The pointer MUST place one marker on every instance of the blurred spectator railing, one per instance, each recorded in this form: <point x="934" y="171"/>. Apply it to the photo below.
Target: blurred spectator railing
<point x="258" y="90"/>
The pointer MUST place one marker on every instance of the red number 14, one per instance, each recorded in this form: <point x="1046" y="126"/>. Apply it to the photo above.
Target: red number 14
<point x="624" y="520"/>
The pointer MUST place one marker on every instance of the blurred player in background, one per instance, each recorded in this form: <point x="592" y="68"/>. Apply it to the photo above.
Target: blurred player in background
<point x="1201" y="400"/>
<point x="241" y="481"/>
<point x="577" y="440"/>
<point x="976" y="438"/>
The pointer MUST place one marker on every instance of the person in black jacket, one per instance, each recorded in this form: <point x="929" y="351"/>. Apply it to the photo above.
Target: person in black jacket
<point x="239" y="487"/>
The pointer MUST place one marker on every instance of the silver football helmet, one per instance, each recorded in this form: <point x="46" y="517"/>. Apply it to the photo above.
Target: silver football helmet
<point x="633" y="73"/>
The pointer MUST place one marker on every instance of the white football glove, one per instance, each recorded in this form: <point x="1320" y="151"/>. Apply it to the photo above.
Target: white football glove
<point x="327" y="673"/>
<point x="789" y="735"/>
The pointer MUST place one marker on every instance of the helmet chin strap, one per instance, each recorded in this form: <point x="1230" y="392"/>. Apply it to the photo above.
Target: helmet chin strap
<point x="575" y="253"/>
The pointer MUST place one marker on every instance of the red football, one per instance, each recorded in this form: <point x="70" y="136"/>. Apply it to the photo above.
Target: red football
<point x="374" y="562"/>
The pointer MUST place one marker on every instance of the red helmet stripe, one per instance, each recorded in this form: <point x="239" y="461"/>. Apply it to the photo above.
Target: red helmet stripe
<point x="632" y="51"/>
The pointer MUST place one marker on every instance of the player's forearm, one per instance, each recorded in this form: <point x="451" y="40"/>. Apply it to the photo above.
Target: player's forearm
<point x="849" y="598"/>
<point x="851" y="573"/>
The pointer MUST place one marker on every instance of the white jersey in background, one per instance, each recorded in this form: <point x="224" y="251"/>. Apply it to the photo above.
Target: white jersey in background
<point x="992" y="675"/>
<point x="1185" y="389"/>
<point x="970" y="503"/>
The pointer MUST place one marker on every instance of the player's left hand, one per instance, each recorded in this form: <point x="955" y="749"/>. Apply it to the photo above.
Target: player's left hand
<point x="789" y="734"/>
....
▸ **PROBLEM REQUIREMENTS**:
Update the data above by replacing "one marker" with "a single marker" everywhere it occurs, and leave everything else unchanged.

▸ **SOLUTION TO THE EXERCISE**:
The pointer MUST place a single marker on every instance of the blurred spectator railing, one per instance, each recorded in this form: <point x="934" y="171"/>. Apply it to the photo below.
Target: blurred spectator railing
<point x="258" y="90"/>
The pointer MUST place a single marker on every instance of the red number 14, one per instance, each recorded in this form: <point x="1046" y="126"/>. Apply it to the photo above.
Target: red number 14
<point x="624" y="520"/>
The pointer MUST place a single marker on every instance of the blurred player in background, one per instance, each recorded in this form: <point x="592" y="68"/>. Apply it to the photo above.
Target: blurred player in background
<point x="1201" y="400"/>
<point x="241" y="481"/>
<point x="577" y="440"/>
<point x="976" y="438"/>
The pointer MUST place a single marker on every instance of the person in black jacket, one per instance, each recorded in this form: <point x="929" y="351"/>. Apply it to the photo above.
Target: person in black jacket
<point x="239" y="487"/>
The pointer MUST place a single marker on every instance of the silver football helmet, one per instance, each recorded in this form: <point x="46" y="517"/>. Apply it to the photo above.
Target: silver football helmet
<point x="633" y="73"/>
The pointer MUST place a single marker on every instance of the white football glove, one per instance, each recorded in this form: <point x="1320" y="151"/>. Apply it to the photo above.
Target: white football glove
<point x="327" y="673"/>
<point x="789" y="735"/>
The pointer MUST place a single marker on every instance of the helmet chin strap, one per instance, each recorded in this form: <point x="1230" y="392"/>. Apply it to the photo above.
Target: helmet chin strap
<point x="575" y="253"/>
The pointer MUST place a single marker on every instance of the red football, one per instance, each recorded in this form: <point x="70" y="136"/>. Apply it to the photo above.
Target: red football
<point x="374" y="562"/>
The pointer MUST place a single marker on every instance of the red helmet stripe, one per instance, each recorded in this form: <point x="239" y="461"/>. Apply it to the photo above.
Target: red helmet stripe
<point x="632" y="51"/>
The pointer MUST place a single marker on every instance of the player's forearm, one per instance, each recorded in this form: <point x="451" y="40"/>. Apply it to the photo above.
Target: player's forearm
<point x="849" y="598"/>
<point x="851" y="573"/>
The pointer MUST place a single marker on every instance of the white jersey in background, one per instance, each recorded in this form: <point x="224" y="251"/>. Apply it to the photo above.
Target: white jersey in background
<point x="992" y="675"/>
<point x="1185" y="389"/>
<point x="970" y="503"/>
The pointer MUST place a single marker on every instance of the player's left hand, one per instance, each recorded in this form: <point x="955" y="749"/>. Apply it to the photo above.
Target: player's left hand
<point x="789" y="734"/>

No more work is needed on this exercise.